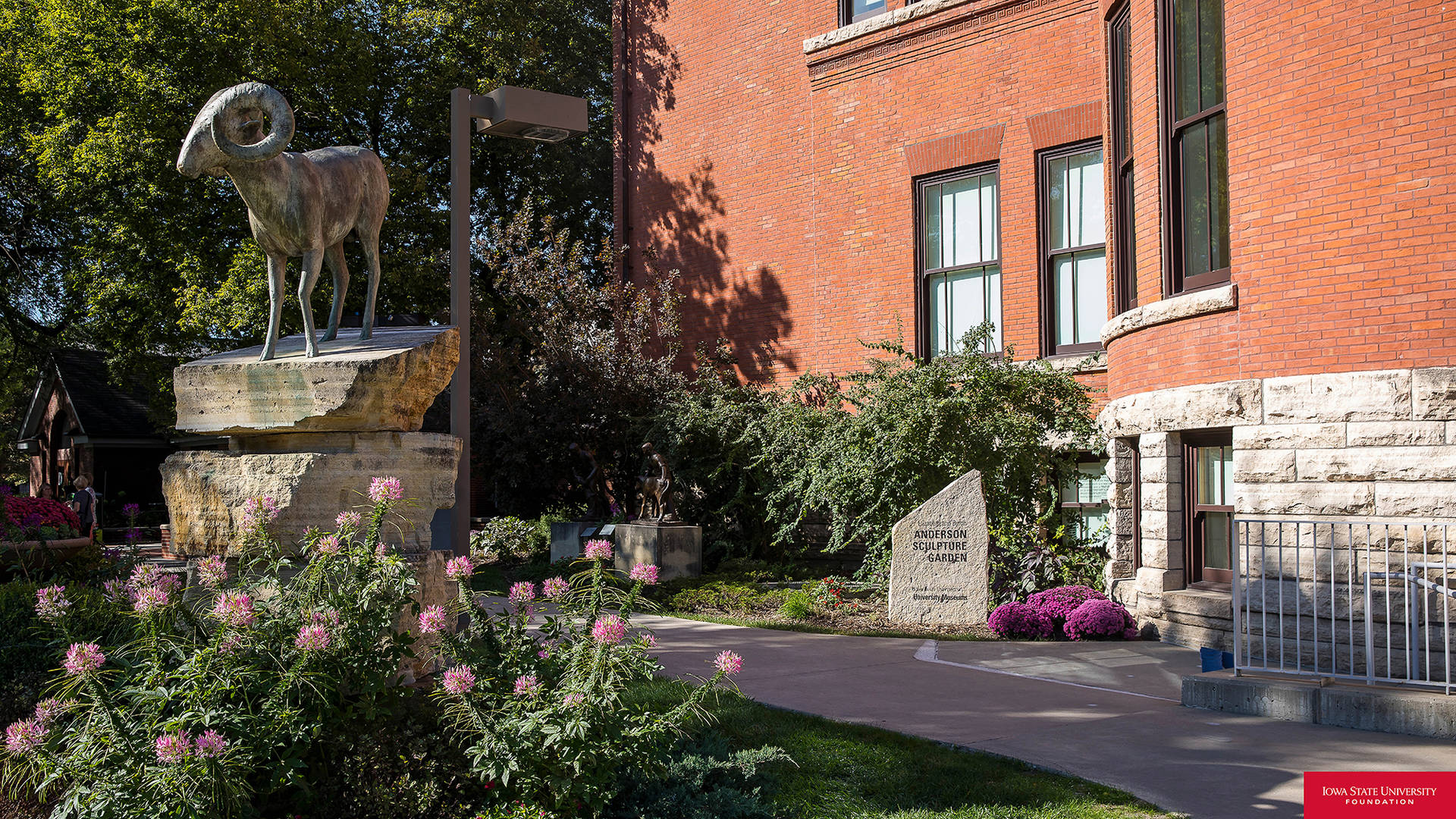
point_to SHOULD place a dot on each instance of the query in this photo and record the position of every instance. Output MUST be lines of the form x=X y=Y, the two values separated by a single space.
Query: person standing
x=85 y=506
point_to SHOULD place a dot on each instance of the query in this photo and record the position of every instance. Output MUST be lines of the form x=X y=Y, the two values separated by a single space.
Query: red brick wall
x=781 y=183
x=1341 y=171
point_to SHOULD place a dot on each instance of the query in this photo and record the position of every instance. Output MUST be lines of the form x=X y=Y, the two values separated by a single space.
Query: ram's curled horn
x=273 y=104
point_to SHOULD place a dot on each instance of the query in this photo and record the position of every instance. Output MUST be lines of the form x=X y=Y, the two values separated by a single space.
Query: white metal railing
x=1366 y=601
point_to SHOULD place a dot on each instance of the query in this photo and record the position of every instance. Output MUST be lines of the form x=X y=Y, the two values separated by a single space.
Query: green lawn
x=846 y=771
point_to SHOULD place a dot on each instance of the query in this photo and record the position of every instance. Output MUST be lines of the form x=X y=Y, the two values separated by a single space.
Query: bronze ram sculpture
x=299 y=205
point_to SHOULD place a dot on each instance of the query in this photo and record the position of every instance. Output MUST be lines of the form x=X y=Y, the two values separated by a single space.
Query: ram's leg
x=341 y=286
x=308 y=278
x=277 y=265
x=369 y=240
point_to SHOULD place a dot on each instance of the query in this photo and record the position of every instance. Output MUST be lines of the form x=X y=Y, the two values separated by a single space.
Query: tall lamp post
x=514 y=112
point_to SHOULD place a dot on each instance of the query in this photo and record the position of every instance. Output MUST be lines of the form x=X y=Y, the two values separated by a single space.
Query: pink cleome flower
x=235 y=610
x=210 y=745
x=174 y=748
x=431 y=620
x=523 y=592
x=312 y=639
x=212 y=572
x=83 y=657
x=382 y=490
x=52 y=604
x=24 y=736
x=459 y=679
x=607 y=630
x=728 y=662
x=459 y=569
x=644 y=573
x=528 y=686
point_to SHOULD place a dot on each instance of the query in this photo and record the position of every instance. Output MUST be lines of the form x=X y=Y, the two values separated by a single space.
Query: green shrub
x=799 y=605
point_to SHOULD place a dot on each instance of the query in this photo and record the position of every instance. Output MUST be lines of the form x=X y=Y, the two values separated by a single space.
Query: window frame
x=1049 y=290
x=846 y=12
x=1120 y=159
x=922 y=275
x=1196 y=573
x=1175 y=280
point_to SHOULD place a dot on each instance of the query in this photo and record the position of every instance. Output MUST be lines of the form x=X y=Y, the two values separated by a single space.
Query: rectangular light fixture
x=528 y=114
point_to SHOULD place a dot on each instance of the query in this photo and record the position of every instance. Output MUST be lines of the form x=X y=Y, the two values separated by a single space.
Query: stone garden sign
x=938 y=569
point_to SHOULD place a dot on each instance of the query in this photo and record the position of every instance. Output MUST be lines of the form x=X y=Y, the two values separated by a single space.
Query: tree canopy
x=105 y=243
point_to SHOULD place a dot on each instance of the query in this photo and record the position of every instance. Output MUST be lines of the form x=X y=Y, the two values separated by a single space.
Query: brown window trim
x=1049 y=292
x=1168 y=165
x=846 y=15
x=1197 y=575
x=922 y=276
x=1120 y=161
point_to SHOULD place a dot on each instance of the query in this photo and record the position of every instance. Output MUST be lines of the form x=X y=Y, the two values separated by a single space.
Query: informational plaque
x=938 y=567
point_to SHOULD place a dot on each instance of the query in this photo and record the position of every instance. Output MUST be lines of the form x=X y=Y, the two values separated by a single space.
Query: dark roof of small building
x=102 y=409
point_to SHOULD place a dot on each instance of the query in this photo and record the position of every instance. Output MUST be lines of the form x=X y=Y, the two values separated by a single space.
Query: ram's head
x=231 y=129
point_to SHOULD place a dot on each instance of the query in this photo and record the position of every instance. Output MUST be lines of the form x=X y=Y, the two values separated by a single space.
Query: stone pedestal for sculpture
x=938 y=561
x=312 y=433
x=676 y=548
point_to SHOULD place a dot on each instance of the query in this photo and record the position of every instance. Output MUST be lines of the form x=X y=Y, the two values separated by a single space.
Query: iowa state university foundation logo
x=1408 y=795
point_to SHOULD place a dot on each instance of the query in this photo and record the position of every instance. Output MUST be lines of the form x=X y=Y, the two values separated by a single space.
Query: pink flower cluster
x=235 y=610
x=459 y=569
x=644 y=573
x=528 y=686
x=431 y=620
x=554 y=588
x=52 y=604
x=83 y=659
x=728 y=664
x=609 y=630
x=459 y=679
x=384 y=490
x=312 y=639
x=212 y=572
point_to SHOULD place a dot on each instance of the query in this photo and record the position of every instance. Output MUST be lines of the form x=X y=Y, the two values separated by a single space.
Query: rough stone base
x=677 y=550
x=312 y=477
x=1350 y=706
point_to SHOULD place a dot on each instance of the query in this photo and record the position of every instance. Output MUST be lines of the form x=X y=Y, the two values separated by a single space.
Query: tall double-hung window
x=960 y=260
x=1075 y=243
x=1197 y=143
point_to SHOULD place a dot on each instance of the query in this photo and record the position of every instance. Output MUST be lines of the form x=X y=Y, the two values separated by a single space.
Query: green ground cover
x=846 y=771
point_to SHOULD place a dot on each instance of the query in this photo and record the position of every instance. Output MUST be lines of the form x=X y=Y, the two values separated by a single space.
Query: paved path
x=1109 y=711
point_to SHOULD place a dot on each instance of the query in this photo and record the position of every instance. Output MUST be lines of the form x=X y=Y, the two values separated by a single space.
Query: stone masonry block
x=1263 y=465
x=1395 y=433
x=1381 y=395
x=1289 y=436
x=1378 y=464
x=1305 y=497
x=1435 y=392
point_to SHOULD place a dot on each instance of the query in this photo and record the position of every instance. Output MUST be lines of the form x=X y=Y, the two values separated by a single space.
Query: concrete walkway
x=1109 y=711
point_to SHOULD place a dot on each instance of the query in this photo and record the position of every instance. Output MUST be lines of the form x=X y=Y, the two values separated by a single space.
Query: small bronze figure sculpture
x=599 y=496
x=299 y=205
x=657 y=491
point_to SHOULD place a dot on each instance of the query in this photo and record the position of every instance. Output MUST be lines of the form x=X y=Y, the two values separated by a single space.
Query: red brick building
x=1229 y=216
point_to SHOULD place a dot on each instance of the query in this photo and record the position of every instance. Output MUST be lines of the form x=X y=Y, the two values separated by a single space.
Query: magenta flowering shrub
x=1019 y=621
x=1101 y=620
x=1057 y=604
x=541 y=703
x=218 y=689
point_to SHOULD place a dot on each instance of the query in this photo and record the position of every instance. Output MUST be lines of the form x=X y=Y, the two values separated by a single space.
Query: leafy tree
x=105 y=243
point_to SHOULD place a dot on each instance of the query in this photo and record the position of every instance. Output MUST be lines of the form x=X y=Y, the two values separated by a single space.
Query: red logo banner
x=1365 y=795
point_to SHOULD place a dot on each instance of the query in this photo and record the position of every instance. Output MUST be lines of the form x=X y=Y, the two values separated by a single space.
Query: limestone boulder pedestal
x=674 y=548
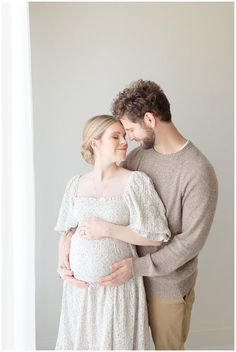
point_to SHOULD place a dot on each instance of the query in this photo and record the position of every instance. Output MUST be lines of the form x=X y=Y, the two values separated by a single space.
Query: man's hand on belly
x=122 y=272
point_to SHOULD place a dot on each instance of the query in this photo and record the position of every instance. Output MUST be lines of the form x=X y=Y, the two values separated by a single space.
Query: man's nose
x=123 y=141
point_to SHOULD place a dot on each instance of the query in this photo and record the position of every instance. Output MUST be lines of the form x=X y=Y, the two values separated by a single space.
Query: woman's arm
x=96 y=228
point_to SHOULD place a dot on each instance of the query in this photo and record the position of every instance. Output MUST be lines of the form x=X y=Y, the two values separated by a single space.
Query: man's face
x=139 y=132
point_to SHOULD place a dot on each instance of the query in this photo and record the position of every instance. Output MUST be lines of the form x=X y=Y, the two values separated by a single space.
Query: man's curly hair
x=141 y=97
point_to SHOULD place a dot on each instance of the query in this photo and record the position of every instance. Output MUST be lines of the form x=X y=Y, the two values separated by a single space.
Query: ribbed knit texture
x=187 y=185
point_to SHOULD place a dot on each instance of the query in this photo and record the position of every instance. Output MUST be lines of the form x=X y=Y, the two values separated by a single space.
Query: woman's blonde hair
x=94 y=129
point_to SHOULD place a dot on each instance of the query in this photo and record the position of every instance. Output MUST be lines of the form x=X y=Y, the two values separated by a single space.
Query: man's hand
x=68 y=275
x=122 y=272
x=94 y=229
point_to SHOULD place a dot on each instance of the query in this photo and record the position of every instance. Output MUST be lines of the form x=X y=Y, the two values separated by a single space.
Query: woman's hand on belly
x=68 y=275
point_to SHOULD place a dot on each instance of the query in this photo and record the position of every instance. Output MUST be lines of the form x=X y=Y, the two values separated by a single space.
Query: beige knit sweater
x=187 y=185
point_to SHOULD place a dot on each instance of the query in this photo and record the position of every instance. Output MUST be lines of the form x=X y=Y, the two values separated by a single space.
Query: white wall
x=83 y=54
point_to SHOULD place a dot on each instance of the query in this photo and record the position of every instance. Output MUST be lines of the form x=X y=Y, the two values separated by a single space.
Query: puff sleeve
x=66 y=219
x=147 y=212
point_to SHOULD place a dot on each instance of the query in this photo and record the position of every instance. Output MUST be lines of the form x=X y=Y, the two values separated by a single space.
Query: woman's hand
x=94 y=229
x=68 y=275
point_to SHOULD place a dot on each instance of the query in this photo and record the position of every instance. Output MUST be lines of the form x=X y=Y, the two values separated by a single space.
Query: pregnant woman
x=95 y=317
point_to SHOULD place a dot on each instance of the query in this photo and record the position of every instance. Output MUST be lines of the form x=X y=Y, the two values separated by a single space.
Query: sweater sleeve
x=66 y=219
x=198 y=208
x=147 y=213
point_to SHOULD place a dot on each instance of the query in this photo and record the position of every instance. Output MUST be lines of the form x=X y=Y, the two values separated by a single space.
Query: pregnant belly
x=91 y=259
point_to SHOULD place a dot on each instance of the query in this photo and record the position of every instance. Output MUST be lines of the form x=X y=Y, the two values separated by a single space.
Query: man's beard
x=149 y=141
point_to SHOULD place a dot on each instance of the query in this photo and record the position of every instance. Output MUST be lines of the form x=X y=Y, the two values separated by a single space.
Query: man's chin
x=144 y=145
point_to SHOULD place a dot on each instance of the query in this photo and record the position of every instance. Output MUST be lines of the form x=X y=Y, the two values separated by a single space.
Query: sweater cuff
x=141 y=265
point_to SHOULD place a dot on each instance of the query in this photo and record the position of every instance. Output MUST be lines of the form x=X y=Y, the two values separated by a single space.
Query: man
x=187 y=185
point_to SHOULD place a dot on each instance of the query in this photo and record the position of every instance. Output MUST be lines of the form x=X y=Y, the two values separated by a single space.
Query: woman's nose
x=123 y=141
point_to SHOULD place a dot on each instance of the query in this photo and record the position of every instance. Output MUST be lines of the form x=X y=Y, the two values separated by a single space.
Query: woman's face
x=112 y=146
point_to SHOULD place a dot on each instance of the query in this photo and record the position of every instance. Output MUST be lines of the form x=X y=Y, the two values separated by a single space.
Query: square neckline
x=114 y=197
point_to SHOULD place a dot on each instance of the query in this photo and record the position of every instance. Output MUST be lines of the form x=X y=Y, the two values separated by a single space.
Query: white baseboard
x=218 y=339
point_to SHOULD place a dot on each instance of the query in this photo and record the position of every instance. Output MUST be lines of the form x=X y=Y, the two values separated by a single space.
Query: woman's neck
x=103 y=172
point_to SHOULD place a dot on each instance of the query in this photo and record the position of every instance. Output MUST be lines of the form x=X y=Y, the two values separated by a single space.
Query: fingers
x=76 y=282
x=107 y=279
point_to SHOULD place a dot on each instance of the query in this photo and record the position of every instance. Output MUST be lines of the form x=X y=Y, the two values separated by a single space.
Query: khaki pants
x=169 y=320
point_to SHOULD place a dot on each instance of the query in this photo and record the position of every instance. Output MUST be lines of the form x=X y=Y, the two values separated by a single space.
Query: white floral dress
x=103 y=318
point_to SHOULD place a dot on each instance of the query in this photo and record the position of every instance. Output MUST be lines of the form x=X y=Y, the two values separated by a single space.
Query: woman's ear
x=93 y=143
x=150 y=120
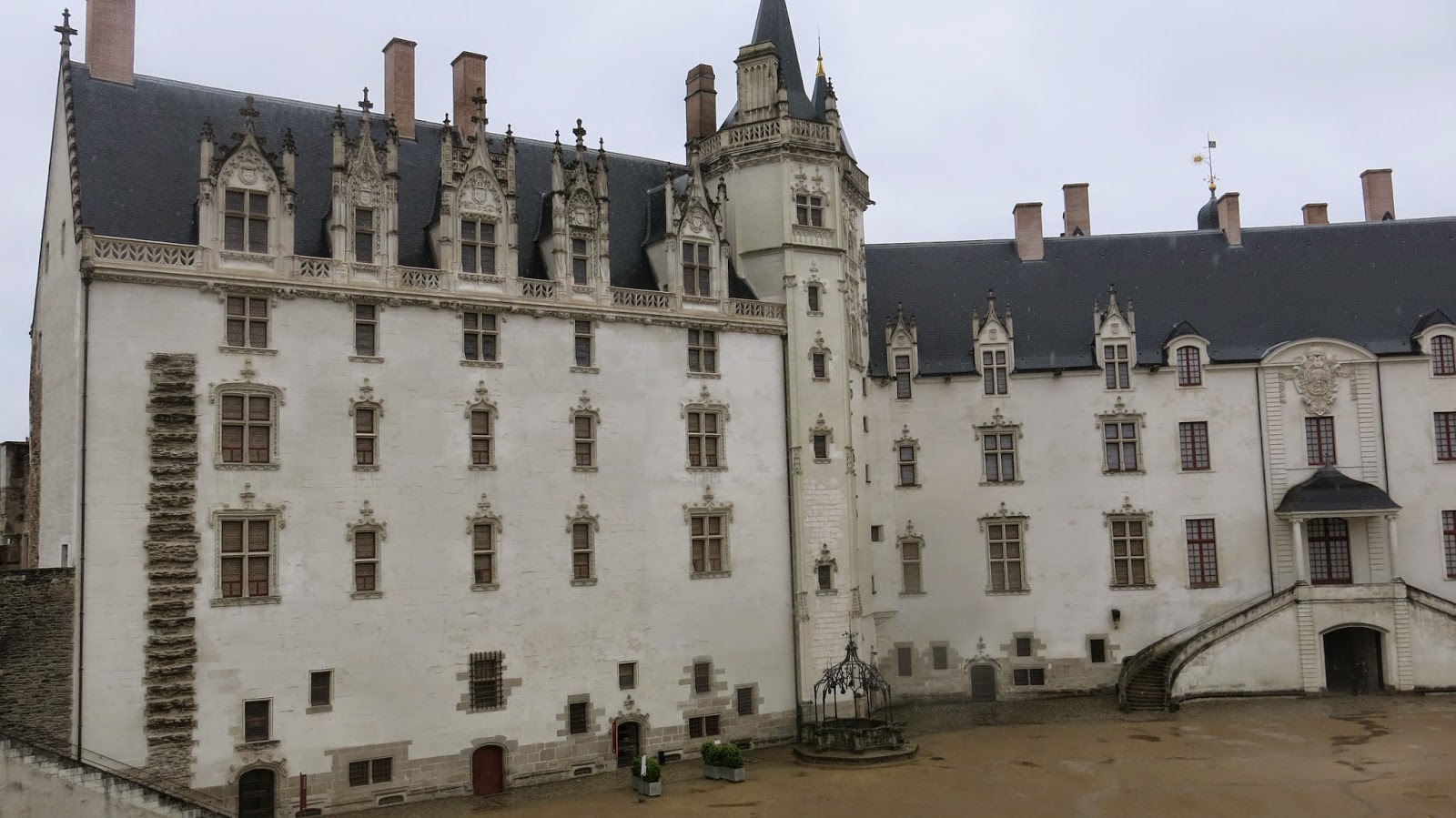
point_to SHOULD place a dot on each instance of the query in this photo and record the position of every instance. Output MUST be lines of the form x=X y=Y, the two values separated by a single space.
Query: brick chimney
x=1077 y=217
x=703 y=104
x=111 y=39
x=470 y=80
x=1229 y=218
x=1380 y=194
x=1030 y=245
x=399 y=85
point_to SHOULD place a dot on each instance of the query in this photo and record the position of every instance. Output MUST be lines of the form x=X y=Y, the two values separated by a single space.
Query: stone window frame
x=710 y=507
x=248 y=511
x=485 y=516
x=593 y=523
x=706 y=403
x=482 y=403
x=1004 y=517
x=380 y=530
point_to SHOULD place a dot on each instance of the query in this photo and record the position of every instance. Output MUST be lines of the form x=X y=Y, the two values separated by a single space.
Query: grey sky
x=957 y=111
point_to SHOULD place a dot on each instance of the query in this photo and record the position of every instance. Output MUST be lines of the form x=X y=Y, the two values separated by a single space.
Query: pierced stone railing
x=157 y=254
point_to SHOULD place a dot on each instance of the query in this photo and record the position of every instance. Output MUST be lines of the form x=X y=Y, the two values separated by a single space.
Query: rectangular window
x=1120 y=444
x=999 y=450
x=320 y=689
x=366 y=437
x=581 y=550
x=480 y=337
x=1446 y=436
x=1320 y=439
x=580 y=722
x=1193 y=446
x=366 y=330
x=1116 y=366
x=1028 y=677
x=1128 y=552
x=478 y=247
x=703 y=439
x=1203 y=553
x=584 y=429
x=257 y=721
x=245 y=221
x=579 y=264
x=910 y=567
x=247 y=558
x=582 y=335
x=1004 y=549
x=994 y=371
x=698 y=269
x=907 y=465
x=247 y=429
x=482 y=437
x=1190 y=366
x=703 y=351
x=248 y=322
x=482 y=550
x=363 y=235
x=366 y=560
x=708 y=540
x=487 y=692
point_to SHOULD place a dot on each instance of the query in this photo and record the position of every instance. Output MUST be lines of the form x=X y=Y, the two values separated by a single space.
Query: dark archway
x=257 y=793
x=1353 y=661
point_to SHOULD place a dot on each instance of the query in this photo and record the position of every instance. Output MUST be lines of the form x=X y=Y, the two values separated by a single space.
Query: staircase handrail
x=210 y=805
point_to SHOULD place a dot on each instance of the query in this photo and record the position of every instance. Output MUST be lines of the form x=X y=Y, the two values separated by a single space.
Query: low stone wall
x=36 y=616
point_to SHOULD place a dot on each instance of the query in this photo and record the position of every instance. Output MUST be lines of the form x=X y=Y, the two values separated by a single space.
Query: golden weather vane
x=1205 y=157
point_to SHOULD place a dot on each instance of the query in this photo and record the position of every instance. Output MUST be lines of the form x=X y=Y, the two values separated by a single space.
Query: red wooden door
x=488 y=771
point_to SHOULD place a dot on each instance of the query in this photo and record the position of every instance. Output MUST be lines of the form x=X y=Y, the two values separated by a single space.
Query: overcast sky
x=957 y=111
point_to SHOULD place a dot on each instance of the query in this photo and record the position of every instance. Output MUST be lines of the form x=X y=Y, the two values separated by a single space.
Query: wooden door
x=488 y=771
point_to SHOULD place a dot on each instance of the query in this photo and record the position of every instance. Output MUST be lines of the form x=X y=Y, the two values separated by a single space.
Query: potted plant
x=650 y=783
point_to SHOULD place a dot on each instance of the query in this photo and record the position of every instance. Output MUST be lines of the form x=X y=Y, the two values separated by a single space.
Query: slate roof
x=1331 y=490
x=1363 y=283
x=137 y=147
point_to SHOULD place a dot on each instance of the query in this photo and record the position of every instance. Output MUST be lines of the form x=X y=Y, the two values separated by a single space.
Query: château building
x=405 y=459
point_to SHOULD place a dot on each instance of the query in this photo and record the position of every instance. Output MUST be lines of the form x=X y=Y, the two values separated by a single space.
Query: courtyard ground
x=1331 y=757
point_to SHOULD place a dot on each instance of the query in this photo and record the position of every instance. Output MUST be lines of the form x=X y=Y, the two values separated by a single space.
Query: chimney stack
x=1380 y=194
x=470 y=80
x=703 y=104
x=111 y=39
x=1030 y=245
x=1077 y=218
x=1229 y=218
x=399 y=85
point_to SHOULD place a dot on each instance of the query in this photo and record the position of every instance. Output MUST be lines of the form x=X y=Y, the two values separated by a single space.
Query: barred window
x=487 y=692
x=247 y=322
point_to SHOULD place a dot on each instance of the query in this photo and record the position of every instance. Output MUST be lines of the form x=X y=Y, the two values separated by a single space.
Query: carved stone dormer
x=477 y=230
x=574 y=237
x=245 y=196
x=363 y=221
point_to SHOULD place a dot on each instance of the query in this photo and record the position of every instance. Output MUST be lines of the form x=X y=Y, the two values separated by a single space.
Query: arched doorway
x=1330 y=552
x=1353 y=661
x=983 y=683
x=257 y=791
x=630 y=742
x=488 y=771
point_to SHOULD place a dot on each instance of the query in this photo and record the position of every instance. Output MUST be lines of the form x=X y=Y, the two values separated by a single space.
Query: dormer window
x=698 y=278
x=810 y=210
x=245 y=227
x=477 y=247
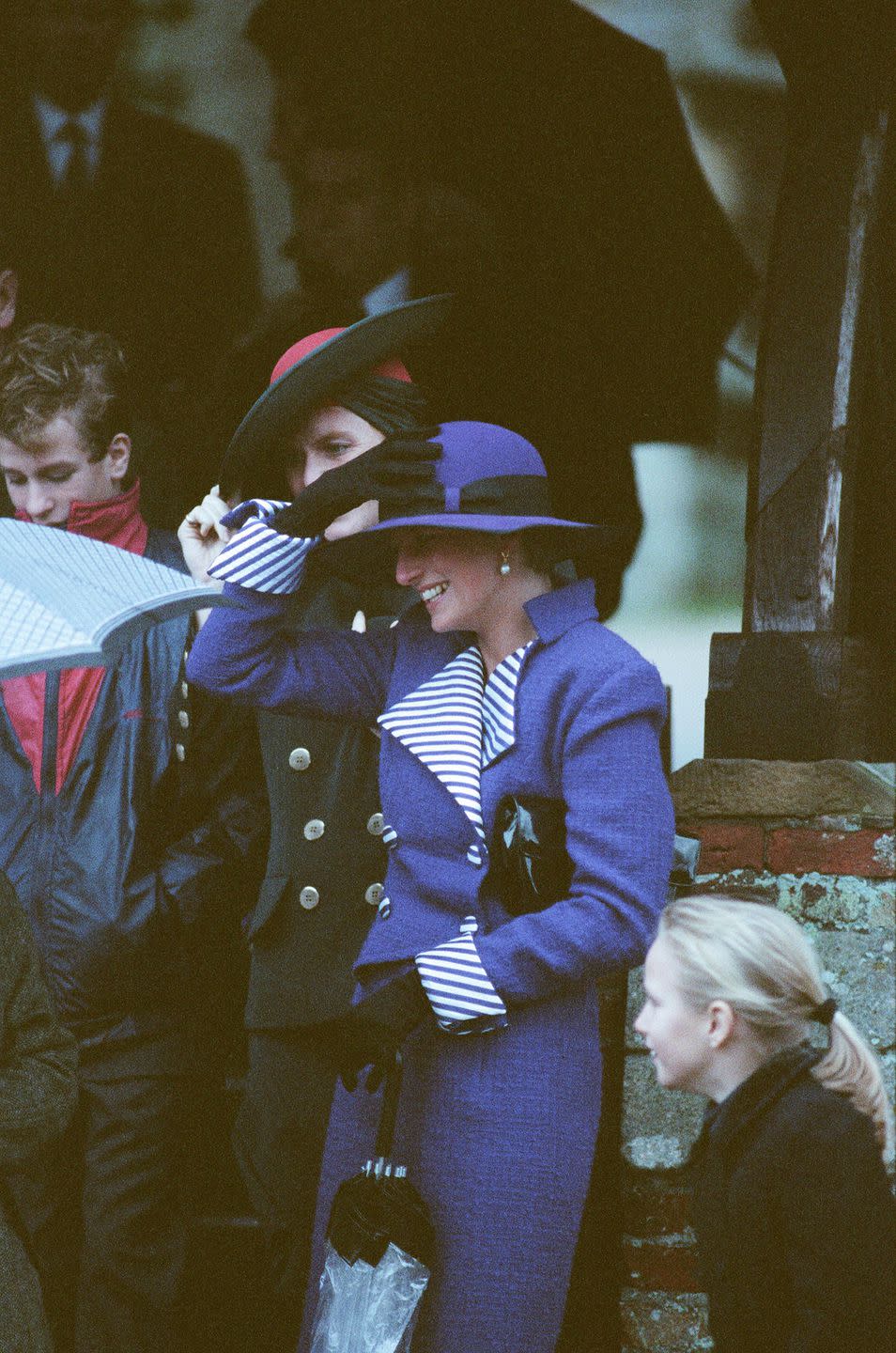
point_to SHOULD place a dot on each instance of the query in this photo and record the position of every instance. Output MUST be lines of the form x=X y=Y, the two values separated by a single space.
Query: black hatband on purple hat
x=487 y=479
============
The exercise:
Can you copy out the data word for word, starting at the very beginning and ending at the line containing "x=1341 y=171", with both ends included and the pictures left out?

Answer to the task:
point_to SHOULD place a dot on each instance of the query in this photo and record the position of every instance. Output MUST be lines of the form x=X y=Y, the two values separated by a single space.
Query: person standing
x=85 y=506
point_to SHOULD place a dot on each instance of the query in this photo and record the position of every instance. Output MUST be lines of the form x=X y=Y, the two values separated by a single space.
Query: red brick wall
x=781 y=183
x=1341 y=171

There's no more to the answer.